===== Excerpt provided

Further, Bruggeman [9] generated another considerable model to calculate the thermal conductivity of composites consisting of spherical particles embedded in a continuum matrix. Here, the particle interaction was not taken into account. Nonetheless, this model is based on different assumptions regarding permeability and field strength when compared with the Maxwell model [5]. Further, one may refer to Lewis–Nielsen empirical model [10], which generally yields satisfactory results although the interfacial thermal resistance is not taken into consideration. In addition, in Reference [11] the thermal conductivity of epoxy particulate composites reinforced with aluminum particles was experimentally obtained at low and medium values of filler volume fraction.

Moreover, in Reference [12], three models of the effective thermal conductivity of concentrated particulate composites were developed via the differential effective medium approach. The first one expresses the relative thermal conductivity of a particulate composite in terms of the thermal conductivity ratio (i.e., ratio of dispersed-phase to continuous-phase conductivities) and the filler content. The other two models define this property as a function of the above two variables along with the maximum packing volume fraction of particles. Additionally, in Reference [13], the particle contiguity was taken into account to estimate the thermal expansion coefficient for pore-free homogeneous composite materials of particulate structure whilst Roudini et al. [14] also examined the influence of reinforcement contiguity on the thermal expansion of composites reinforced with alumina particles. In addition, for a detailed investigation of the thermal conductivity and diffusivity of multi-scale concrete composites by means of an effective medium theory, one may refer to Garboczi et al. [15], whereas in Reference [16] a considerable work to study the effect of an inhomogeneous interphase zone on the bulk modulus and conductivity of particulate composites containing spherical inclusions was performed. Moreover, in Reference [17] the thermal conductivity of periodic particulate composites was evaluated by a body-centered cubic model transformed into a hexaphase spherical model. This model took into account the influence of internal and neighboring particles, but neglected the interphase concept.

Concurrently, the effective thermal conductivity of a composite sphere in a continuum medium with conduct resistance was studied in Reference [18], whereas in Reference [19] thermal resistance-based bounds for the effective conductivity of composites were determined. Additionally, Agari and Uno [20] and Agari et al. [21] proposed a practical and useful approach to calculate the thermal conductivity of particulate composites, whilst Khan and Muliana [22] proposed a microstructural model to evaluate thermal conductivity and thermal expansion coefficient for particulate composites, taking into account the particle interaction.

==========

• [Objectives]
1. In the passage on thermal conductivity models, starting with "Further, Bruggeman [9]" and going on through "filler volume fraction.", can you give that stretch again but substitute "copper" for "aluminum"?
2. Can you proceed with the passage on thermal conductivity models, picking up after its final sentence?

===== Information provided

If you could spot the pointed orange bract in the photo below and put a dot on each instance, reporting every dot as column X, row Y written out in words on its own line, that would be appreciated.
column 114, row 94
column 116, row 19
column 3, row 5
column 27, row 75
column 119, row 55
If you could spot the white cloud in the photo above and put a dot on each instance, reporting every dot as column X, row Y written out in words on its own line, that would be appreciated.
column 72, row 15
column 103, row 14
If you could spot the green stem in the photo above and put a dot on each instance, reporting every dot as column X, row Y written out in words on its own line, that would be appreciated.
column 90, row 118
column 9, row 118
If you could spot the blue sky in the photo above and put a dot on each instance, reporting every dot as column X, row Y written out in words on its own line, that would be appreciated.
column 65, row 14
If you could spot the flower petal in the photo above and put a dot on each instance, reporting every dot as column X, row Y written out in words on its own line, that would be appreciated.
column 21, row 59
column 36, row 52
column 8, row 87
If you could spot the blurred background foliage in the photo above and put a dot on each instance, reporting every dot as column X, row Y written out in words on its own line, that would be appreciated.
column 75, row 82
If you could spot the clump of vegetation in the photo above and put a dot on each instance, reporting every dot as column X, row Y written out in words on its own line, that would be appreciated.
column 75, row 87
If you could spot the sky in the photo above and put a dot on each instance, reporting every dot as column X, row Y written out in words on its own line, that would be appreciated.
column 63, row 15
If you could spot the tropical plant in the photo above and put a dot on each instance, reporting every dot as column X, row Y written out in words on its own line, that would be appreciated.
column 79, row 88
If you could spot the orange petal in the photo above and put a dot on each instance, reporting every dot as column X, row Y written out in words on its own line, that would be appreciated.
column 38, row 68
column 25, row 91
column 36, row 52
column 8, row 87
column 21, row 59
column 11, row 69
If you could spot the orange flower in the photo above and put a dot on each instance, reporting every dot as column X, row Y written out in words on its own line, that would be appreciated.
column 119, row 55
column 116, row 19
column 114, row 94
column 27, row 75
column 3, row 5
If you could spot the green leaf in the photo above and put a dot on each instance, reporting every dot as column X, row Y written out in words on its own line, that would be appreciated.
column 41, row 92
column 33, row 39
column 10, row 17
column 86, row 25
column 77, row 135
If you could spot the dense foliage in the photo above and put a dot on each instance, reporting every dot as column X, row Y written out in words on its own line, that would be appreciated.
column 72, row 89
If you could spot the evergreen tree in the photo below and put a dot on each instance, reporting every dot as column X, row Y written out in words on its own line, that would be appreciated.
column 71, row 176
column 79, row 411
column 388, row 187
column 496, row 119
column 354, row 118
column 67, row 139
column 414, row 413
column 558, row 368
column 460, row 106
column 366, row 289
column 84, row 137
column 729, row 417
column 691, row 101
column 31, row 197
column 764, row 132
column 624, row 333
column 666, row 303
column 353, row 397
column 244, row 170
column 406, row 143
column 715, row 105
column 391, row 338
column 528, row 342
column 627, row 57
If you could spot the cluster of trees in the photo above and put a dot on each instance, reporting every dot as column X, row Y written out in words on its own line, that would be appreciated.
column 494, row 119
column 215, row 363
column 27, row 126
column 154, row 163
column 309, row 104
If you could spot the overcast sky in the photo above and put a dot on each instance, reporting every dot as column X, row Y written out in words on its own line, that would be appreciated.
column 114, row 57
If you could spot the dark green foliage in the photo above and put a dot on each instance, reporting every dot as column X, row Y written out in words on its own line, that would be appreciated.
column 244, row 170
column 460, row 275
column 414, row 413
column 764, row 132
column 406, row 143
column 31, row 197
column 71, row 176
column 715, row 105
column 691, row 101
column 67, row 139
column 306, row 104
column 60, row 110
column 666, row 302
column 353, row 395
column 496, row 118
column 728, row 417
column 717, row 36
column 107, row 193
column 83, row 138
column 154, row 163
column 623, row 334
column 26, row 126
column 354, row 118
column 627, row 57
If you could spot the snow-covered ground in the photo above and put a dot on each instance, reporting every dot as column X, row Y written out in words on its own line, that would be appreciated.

==========

• [Results by task]
1.
Further, Bruggeman [9] generated another considerable model to calculate the thermal conductivity of composites consisting of spherical particles embedded in a continuum matrix. Here, the particle interaction was not taken into account. Nonetheless, this model is based on different assumptions regarding permeability and field strength when compared with the Maxwell model [5]. Further, one may refer to Lewis–Nielsen empirical model [10], which generally yields satisfactory results although the interfacial thermal resistance is not taken into consideration. In addition, in Reference [11] the thermal conductivity of epoxy particulate composites reinforced with copper particles was experimentally obtained at low and medium values of filler volume fraction.

2.
On the other hand, in Reference [23] an advanced micromechanical model based on rigorous domain discretization techniques motivated by Voronoi polygons was developed to simulate the structure of unidirectional fibrous composites undergoing interfacial debonding. Here, it should be noticed that the computational efficiency gained by this prominent model is significant when compared with previous ones on this type of composites. Besides, in Reference [24] the thermal conductivity of homogeneous particulate composites of periodic microstructure was estimated by means of a non-body-centered model which yielded three variations: simple cubic model, side-centered cubic model, and face-centered cubic model. This model considered the particle distribution and contiguity together with the concept of interphase. Further, in Reference [25] a more advanced polyhedral model was introduced to simulate the particle arrangement of periodic particulate composites and then to evaluate their thermal conductivity.

Moreover, in Reference [26] the thermal conductivity of a general class of advanced epoxy particulate composites containing combustion-synthesized h-BN (hexagonal Boron Nitride) particles in a uniform distribution inside the matrix was evaluated.

Further, in Reference [27] Al₂O₃/epoxy composites with very high flexural strength and thermal conductivity were manufactured using a new processing technique consisting of the gelcasting, sintering, and vacuum infiltration methods. For a detailed study of thermal conductivity in composites, one may refer to a comprehensive review paper by Burger at al. [28]. Finally, an experimental work concerning the influence of filler loading, shape, arrangement, and temperature on the thermal conductivity of polymer nanocomposites was performed in Reference [29].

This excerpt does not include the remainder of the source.